INSTRUCTIONS TO FOLLOW ::
Tally the lines in the listing below that include "petal". Answer with the count and nothing more.
START RECORDS FOR THE EXERCISE
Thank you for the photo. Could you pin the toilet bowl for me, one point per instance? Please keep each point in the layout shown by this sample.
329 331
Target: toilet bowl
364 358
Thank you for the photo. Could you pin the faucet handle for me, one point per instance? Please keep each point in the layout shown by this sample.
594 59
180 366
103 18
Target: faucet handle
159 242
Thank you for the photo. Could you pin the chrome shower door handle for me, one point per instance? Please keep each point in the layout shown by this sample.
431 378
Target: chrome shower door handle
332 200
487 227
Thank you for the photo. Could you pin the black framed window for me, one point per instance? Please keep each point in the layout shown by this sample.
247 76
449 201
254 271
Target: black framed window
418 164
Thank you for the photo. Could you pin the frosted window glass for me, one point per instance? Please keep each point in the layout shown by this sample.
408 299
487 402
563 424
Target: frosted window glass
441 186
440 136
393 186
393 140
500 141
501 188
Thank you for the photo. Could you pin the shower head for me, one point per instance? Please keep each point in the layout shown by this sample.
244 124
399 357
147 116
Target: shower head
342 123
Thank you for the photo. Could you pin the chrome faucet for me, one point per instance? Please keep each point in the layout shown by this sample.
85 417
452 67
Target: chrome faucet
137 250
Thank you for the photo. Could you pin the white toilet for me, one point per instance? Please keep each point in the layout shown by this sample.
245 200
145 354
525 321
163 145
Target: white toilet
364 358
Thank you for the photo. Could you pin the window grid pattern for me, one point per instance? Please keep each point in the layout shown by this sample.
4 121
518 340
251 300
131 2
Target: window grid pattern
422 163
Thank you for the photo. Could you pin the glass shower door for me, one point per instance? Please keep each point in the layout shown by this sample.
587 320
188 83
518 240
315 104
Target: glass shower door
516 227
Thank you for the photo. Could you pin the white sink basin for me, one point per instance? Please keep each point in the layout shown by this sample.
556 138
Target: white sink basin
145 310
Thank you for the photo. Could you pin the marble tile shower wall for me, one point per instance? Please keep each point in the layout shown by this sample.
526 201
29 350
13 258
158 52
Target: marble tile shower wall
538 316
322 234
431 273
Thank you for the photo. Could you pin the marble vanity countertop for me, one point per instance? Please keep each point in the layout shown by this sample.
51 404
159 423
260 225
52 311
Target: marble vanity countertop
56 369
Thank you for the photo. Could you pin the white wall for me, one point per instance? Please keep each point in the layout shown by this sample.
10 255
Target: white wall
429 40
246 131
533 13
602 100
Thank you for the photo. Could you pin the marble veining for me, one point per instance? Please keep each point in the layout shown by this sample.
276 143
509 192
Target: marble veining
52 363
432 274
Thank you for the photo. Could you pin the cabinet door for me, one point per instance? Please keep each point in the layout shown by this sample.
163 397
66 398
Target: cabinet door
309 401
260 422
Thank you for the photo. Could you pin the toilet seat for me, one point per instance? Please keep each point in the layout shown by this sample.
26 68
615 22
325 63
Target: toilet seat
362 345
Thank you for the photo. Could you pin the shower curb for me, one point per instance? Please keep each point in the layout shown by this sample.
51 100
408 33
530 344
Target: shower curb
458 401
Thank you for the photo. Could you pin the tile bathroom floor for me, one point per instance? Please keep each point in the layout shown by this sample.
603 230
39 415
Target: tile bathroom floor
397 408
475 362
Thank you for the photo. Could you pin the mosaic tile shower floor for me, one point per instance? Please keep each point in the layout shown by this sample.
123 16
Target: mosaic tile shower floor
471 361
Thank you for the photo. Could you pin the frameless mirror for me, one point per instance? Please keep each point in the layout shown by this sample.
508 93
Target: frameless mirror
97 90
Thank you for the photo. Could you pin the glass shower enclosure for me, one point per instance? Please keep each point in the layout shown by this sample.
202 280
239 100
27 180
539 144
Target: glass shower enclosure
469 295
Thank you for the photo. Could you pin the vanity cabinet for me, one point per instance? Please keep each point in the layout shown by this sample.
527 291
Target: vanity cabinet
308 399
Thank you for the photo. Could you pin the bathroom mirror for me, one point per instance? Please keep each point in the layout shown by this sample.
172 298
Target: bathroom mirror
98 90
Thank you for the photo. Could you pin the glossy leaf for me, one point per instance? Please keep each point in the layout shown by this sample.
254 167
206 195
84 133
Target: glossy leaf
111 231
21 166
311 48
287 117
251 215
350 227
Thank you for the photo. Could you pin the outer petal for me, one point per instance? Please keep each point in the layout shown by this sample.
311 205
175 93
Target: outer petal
END RECORDS FOR THE EXERCISE
EXERCISE RESULT ::
2